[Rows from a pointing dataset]
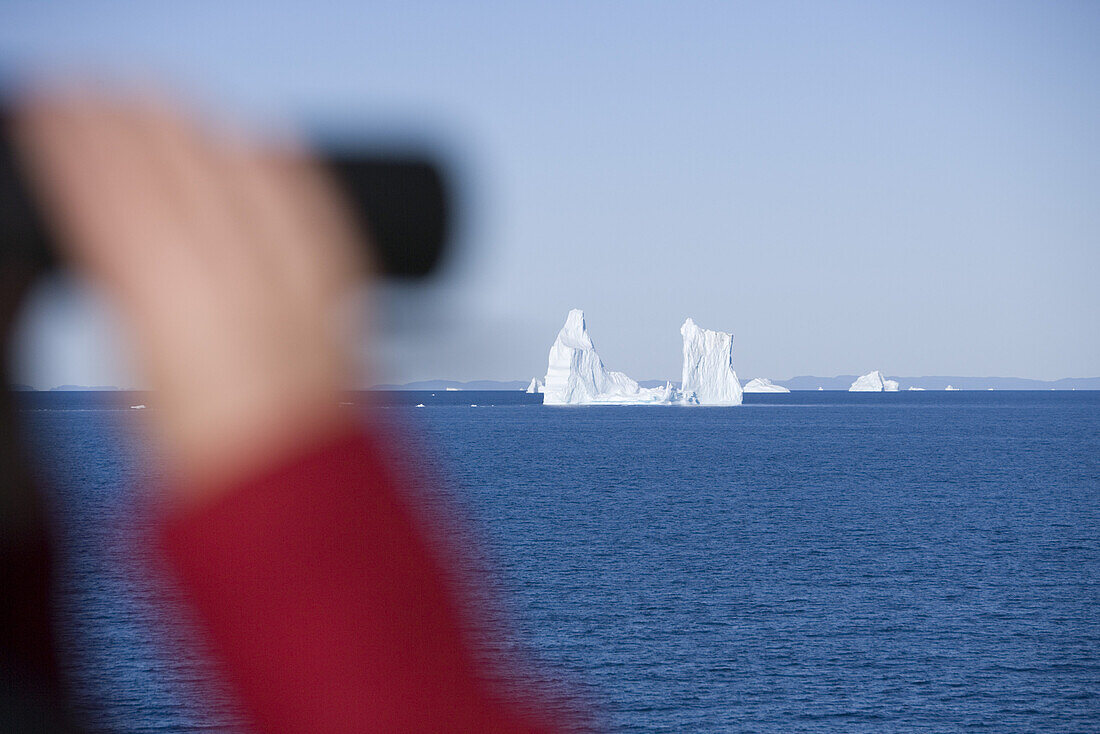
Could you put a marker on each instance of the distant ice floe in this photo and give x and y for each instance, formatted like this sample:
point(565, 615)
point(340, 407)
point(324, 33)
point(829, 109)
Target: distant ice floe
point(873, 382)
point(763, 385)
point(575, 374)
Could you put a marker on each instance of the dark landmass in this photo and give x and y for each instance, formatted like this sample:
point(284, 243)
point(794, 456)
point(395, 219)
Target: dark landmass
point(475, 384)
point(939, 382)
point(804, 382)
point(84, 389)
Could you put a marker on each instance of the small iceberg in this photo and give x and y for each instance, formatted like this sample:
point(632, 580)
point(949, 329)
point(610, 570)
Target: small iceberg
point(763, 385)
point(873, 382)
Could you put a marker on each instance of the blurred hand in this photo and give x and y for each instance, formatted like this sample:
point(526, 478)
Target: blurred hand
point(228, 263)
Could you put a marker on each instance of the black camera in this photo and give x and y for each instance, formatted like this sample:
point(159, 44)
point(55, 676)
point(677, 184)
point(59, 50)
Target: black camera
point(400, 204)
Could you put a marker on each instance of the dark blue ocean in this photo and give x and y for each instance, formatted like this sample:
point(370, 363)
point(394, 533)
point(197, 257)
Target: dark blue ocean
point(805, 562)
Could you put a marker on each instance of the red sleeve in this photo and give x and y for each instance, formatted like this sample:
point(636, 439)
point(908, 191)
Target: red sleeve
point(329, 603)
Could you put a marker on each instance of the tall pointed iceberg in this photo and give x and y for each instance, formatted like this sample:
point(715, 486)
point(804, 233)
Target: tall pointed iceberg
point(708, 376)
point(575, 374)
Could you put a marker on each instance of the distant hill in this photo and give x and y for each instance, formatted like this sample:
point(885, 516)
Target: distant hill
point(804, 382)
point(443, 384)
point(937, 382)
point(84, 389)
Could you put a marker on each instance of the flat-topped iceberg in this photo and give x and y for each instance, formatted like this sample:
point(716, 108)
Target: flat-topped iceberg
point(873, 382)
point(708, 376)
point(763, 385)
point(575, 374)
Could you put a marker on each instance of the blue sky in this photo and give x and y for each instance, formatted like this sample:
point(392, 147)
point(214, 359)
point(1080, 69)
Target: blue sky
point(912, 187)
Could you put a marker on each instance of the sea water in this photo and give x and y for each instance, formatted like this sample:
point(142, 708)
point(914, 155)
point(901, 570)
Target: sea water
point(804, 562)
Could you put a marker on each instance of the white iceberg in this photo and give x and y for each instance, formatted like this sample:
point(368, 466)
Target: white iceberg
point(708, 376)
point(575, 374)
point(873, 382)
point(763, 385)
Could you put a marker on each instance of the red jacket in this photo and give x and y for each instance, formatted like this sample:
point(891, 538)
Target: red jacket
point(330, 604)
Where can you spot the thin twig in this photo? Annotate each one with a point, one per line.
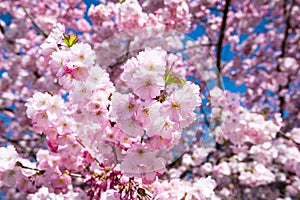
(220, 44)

---

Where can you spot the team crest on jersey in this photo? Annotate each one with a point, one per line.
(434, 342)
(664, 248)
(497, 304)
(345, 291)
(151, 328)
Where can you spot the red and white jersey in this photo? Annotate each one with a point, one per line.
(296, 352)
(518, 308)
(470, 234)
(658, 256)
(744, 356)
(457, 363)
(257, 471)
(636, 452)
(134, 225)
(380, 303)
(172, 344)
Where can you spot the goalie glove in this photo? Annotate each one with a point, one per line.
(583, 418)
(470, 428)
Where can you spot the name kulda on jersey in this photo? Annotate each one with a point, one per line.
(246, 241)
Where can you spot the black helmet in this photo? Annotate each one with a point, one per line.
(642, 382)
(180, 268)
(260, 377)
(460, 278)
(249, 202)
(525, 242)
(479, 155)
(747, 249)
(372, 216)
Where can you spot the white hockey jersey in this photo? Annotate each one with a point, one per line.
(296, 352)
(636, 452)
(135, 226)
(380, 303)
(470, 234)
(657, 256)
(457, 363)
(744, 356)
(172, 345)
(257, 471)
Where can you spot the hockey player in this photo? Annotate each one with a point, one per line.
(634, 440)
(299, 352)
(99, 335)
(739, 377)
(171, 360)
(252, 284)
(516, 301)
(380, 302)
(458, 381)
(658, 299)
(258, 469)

## [CHALLENGE]
Reproduce the stretch of lines from the one containing "the dark blue" through the one containing "point(329, 603)", with both of those lines included.

## [RESULT OF THIS EXERCISE]
Could you put a marker on each instance of the dark blue ocean in this photo and give x and y for each instance, formatted like this sample:
point(370, 363)
point(394, 533)
point(197, 257)
Target: dark blue ocean
point(805, 562)
Could you put a marker on each instance of the red sleeve in this photo and give x and y for each instance, formatted like this sample:
point(636, 439)
point(908, 191)
Target: red sleeve
point(329, 603)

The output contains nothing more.